**Questions sur l'extrait**
a - Recopiez mot pour mot le passage du texte sur le numérique à l'école qui commence par les mots « En revanche, je suis » et finit par « bien se passer. ».
b - Dans les entrées, reprenez seulement les lignes qui vont de celle contenant « Each <instance> asks » jusqu'à celle contenant « positive clicks: (103, 479) », ces deux lignes comprises. Mettez-les en liste numérotée, sans les lignes vides.

**Bloc de texte**
★ ★ ★

En revanche, je suis en désaccord avec ce que vous dites de la manière dont on guérit le plagiat, ce qui me donne l’occasion de répéter une de mes phrases favorites : un dispositif technique ne peut jamais être la réponse à un problème hautement éducatif…
J’avais écrit ça jadis à ce sujet https://www.culture-numerique.fr/?p=120
Merci pour les fleurs de cerisiers et le texte qui résume avec justesse et un peu d’extrémisme la réalité de plusieurs classes. Tout comme vous je ne m’inquiète pas car déjà quantité d’enseignants tirent profit des nouveaux intérêts de leurs élèves pour les aider à apprendre, leur apprendre à apprendre et même leur faire aimer apprendre. Je partage votre foi : tout va bien se passer.
Bonsoir Ninon Louise, merci pour votre regard…
En revanche, je devrais mettre des balises #amertume ou #2edegré car c’est ce que j’ai voulu faire, en réaction à tous ceux qui ne cessent de répéter que tout se passera en douceur, qu’il n’y a nulle urgence, que le numérique ne change pas grand chose.
Au contraire, donc, comme je l’avais fait récemment de manière plus directe https://www.culture-numerique.fr/?p=2417 j’essaie d’alerter vraiment, comme le note plus haut aussi Alain Écuvillon, sur tout un tas de difficultés graves, nées de la collision du numérique et de l’école, et que les frileux bien-pensants tentent de guérir par l’indifférence, la technique ou la répression.
Où est la raison là-dedans ?
Bonjour,
Je réagis car après avoir lu et relu votre article j’ai toujours du mal à comprendre si c’est du premier, second, ou troisième degré… Car vous soulevez sur le ton de l’ironie des problématiques qui me semblent un peu mélangées, voire sans réel rapport avec le numérique, et même des points qui me paraissent plus prometteurs qu’effrayants. Du coup j’ai du mal à vous suivre.
Par exemple la question des élèves qui « frappent et séquestrent » leurs profs n’a a mon avis pas de rapport avec le numérique, le téléphone portable n’étant qu’un élément anecdotique dans un problème social bien plus vaste. Le plagiat relève aussi d’un souci qui va au-delà du numérique. Ça a probablement toujours existé, c’est juste révélé et amplifié par Internet.

★ ★ ★

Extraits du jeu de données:
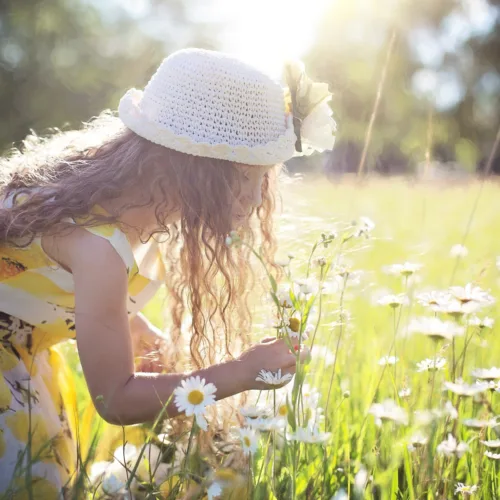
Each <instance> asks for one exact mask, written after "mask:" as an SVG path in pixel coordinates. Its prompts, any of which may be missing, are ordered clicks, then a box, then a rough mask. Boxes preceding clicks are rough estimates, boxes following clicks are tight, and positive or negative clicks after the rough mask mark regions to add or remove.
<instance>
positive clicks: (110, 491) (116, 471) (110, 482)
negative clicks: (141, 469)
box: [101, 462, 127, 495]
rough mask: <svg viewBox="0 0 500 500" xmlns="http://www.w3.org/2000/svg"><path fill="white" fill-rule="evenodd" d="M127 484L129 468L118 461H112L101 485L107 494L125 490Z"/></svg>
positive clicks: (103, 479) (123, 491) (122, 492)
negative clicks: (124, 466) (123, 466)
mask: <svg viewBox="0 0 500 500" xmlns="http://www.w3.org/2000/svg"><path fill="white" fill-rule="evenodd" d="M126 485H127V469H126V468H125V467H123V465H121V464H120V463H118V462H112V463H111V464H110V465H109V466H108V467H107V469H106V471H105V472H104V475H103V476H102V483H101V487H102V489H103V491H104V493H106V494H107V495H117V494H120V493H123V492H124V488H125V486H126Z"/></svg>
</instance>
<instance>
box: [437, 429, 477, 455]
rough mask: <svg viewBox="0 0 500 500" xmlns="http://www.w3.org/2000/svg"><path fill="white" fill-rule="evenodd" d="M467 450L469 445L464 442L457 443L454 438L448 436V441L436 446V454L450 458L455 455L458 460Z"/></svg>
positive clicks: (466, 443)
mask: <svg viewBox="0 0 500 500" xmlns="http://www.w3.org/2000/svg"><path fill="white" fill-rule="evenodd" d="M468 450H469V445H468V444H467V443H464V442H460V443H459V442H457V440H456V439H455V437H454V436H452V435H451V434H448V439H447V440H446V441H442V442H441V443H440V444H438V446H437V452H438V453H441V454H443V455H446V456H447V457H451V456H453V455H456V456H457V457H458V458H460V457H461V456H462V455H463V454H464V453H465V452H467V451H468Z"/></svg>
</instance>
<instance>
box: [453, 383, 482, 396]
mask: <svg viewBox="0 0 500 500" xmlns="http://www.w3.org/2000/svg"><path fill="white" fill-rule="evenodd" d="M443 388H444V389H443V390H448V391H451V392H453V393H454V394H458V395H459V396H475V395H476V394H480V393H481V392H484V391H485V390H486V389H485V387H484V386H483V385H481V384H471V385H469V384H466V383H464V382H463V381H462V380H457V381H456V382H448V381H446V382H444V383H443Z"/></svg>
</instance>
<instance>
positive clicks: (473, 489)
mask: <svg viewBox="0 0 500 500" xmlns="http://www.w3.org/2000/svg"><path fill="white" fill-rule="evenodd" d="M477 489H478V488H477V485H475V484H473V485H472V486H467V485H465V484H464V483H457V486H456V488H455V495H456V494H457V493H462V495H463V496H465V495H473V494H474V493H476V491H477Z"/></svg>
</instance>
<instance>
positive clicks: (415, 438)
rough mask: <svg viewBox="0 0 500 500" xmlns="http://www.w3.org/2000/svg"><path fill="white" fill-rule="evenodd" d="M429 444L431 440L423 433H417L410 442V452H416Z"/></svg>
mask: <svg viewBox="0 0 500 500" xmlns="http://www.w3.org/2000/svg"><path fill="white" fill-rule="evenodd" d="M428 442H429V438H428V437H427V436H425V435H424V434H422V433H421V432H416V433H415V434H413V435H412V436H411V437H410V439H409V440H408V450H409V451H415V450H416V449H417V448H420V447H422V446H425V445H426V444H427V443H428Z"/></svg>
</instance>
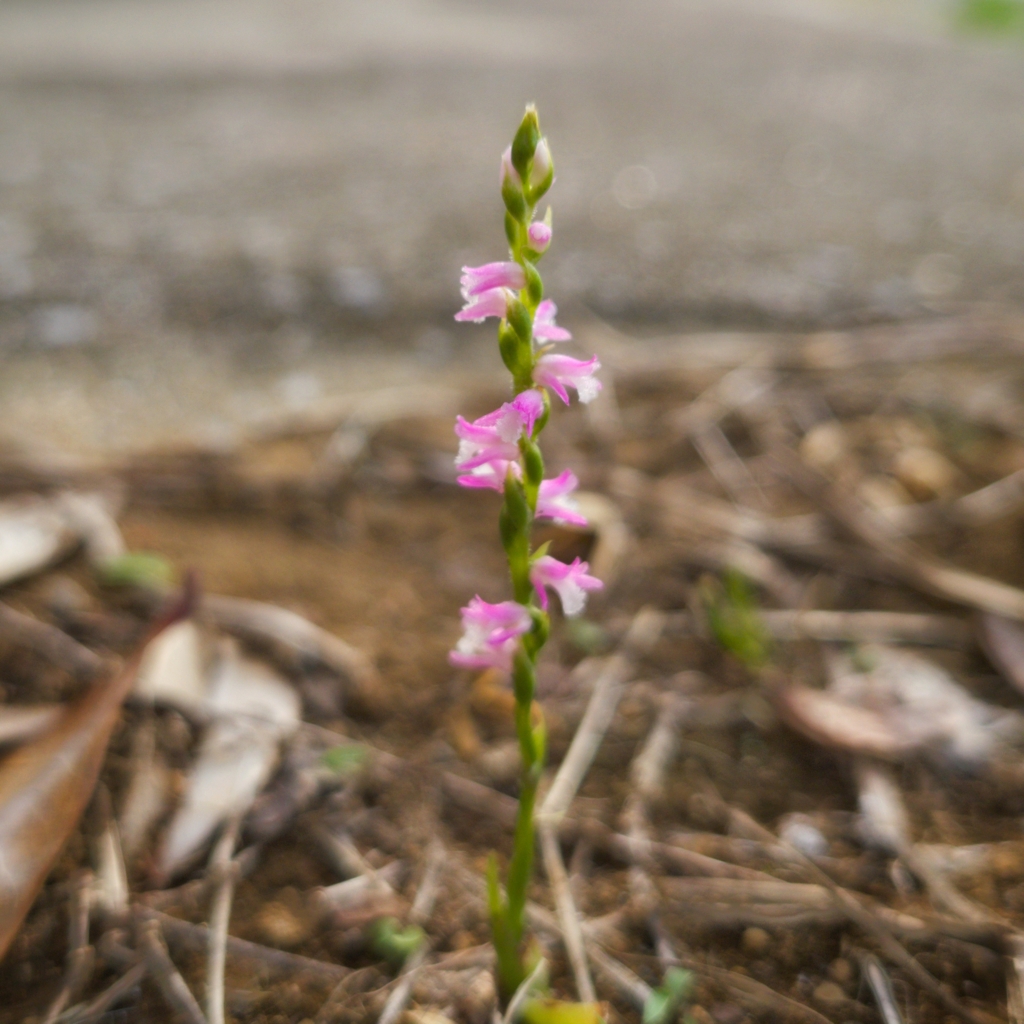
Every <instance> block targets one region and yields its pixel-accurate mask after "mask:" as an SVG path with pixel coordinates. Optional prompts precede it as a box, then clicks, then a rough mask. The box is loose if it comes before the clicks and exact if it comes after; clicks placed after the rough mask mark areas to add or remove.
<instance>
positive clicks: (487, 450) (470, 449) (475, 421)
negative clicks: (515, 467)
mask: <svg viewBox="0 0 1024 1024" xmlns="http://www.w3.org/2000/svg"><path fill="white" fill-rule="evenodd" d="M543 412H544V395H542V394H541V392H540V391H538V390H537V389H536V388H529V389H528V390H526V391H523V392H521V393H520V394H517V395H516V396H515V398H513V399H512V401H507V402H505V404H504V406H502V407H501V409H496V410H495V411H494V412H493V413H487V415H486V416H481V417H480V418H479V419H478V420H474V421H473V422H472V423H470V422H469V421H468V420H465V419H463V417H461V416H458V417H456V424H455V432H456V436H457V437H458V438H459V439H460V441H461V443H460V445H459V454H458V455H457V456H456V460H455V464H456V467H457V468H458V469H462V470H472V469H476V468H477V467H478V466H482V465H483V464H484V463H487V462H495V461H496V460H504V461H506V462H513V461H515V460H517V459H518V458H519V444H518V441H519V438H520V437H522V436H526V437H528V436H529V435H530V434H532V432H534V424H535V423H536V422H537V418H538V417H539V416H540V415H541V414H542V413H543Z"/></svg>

★ ★ ★

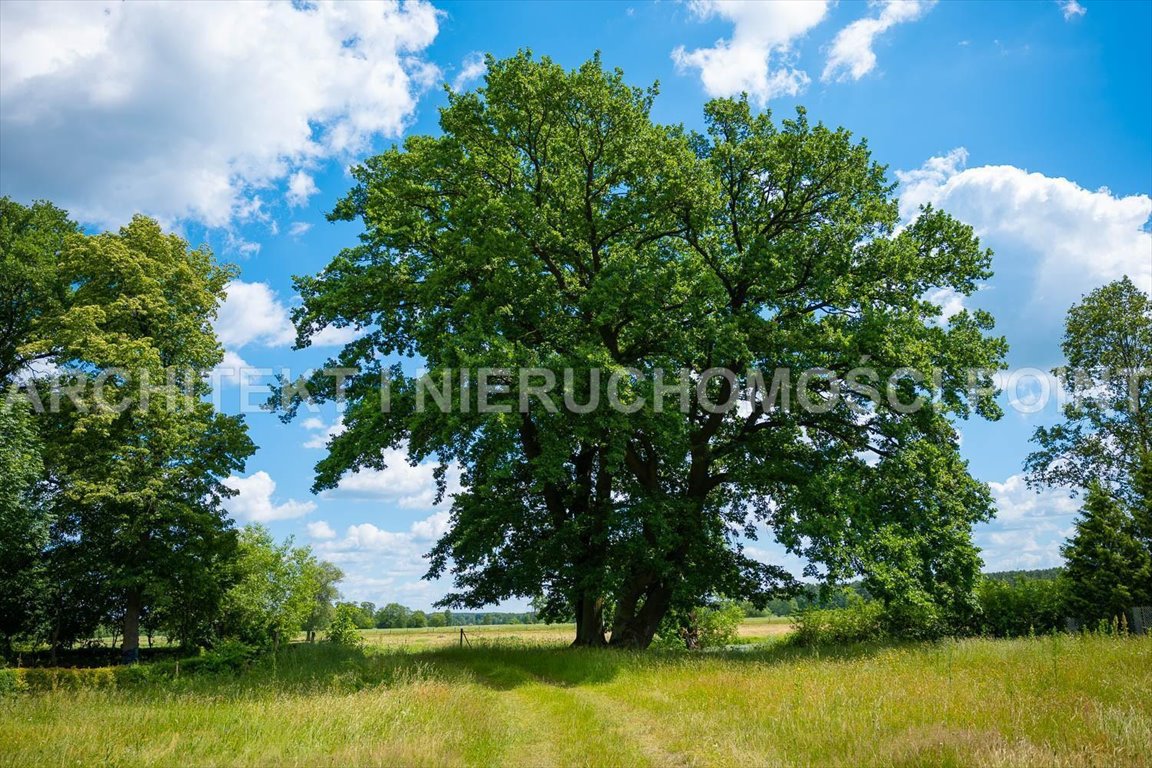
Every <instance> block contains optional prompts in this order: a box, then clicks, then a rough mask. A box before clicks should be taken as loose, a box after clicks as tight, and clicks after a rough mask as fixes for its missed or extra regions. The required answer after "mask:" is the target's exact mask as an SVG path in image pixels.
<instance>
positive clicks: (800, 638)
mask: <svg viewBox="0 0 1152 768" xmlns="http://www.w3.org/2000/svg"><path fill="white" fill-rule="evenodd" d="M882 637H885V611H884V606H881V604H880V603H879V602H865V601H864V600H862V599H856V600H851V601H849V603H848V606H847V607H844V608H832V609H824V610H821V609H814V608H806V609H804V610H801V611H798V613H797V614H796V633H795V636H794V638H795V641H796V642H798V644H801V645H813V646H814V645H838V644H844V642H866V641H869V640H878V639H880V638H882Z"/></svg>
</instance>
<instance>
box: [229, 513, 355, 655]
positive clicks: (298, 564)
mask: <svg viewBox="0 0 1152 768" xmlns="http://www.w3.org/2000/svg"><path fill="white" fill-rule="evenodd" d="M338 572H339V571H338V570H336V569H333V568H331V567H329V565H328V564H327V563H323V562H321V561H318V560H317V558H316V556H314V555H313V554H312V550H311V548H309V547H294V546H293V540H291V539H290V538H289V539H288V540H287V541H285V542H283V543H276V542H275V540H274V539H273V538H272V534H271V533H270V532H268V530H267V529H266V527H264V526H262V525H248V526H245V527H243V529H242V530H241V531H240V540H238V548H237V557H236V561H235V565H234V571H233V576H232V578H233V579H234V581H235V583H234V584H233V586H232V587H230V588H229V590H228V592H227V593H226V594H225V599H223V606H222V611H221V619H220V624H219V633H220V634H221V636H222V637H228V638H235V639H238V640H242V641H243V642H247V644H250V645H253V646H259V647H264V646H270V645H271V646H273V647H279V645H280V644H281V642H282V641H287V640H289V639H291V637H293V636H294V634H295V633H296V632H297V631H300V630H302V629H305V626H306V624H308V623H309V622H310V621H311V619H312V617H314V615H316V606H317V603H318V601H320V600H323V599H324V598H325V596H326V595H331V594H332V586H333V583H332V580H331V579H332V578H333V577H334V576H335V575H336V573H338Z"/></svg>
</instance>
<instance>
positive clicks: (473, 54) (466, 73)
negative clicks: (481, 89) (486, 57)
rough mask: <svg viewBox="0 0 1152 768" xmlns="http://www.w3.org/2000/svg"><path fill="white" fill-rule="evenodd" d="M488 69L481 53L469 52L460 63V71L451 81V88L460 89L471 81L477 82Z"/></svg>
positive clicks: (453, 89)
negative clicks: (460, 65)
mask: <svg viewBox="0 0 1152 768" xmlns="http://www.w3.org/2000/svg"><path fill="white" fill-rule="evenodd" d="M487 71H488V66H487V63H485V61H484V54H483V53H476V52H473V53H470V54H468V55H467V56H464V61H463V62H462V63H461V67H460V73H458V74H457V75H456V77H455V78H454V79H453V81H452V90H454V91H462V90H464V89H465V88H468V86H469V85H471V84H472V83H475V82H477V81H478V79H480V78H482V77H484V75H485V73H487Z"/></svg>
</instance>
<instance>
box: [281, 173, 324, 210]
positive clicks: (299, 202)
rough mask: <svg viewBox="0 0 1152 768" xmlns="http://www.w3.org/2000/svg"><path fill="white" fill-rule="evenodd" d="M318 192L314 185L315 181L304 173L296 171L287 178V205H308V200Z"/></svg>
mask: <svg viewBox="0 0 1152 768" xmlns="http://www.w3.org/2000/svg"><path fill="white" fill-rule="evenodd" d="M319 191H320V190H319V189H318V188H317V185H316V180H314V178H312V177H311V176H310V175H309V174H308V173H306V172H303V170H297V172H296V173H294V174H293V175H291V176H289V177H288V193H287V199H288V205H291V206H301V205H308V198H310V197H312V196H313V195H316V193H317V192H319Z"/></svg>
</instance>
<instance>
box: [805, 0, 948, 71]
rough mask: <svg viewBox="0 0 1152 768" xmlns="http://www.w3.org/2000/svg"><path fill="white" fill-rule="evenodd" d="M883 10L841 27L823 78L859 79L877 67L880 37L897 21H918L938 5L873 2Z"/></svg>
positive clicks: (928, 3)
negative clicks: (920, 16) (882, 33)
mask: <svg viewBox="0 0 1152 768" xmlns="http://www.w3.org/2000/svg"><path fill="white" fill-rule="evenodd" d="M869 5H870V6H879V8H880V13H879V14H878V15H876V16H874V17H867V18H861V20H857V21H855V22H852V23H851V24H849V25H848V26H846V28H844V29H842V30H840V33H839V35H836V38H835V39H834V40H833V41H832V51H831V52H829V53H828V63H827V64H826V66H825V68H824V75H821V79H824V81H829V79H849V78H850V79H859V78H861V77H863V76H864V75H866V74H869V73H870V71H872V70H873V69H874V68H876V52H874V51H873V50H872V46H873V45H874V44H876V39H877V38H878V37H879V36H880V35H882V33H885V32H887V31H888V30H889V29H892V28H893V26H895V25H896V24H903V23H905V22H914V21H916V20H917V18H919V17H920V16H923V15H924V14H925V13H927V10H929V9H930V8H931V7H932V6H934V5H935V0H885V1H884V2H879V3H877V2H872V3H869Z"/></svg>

★ ★ ★

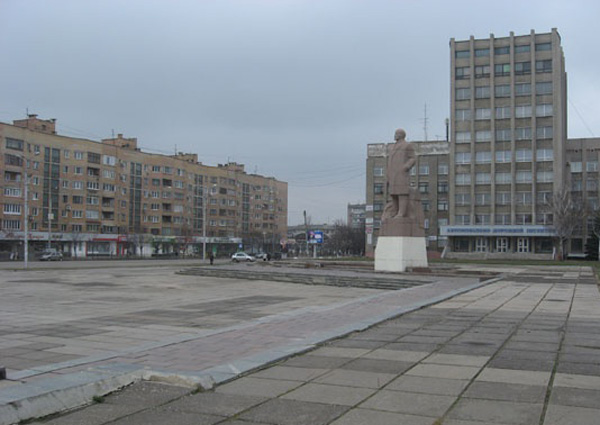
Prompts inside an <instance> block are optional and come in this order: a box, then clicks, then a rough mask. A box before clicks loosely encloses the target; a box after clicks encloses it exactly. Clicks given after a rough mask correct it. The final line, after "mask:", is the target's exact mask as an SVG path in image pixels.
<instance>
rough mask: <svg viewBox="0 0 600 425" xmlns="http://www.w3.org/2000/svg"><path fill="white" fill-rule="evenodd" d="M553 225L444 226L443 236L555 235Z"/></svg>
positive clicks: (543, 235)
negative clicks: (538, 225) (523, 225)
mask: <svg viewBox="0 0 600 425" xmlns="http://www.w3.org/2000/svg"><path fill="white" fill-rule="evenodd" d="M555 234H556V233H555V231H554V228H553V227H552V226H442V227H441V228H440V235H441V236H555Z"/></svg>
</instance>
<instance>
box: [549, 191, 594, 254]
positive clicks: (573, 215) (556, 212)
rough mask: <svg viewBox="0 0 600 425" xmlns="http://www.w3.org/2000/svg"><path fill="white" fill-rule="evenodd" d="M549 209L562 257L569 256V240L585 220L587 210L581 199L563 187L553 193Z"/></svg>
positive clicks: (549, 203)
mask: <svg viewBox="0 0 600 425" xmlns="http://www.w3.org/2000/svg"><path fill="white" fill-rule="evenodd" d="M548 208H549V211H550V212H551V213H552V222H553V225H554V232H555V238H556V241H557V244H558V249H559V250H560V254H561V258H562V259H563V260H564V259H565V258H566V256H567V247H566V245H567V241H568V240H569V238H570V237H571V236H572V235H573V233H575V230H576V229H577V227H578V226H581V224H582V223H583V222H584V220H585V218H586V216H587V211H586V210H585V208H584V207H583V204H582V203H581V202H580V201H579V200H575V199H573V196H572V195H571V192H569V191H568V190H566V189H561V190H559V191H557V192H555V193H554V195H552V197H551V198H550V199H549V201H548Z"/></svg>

★ ★ ★

**Réponses aux exercices**
a -
En revanche, je suis en désaccord avec ce que vous dites de la manière dont on guérit le plagiat, ce qui me donne l’occasion de répéter une de mes phrases favorites : un dispositif technique ne peut jamais être la réponse à un problème hautement éducatif…
J’avais écrit ça jadis à ce sujet https://www.culture-numerique.fr/?p=120
Merci pour les fleurs de cerisiers et le texte qui résume avec justesse et un peu d’extrémisme la réalité de plusieurs classes. Tout comme vous je ne m’inquiète pas car déjà quantité d’enseignants tirent profit des nouveaux intérêts de leurs élèves pour les aider à apprendre, leur apprendre à apprendre et même leur faire aimer apprendre. Je partage votre foi : tout va bien se passer.

b -
1. Each <instance> asks for one exact mask, written after "mask:" as an SVG path in pixel coordinates. Its prompts, any of which may be missing, are ordered clicks, then a box, then a rough mask. Boxes preceding clicks are rough estimates, boxes following clicks are tight, and positive or negative clicks after the rough mask mark regions to add or remove.
2. <instance>
3. positive clicks: (110, 491) (116, 471) (110, 482)
4. negative clicks: (141, 469)
5. box: [101, 462, 127, 495]
6. rough mask: <svg viewBox="0 0 500 500" xmlns="http://www.w3.org/2000/svg"><path fill="white" fill-rule="evenodd" d="M127 484L129 468L118 461H112L101 485L107 494L125 490Z"/></svg>
7. positive clicks: (103, 479) (123, 491) (122, 492)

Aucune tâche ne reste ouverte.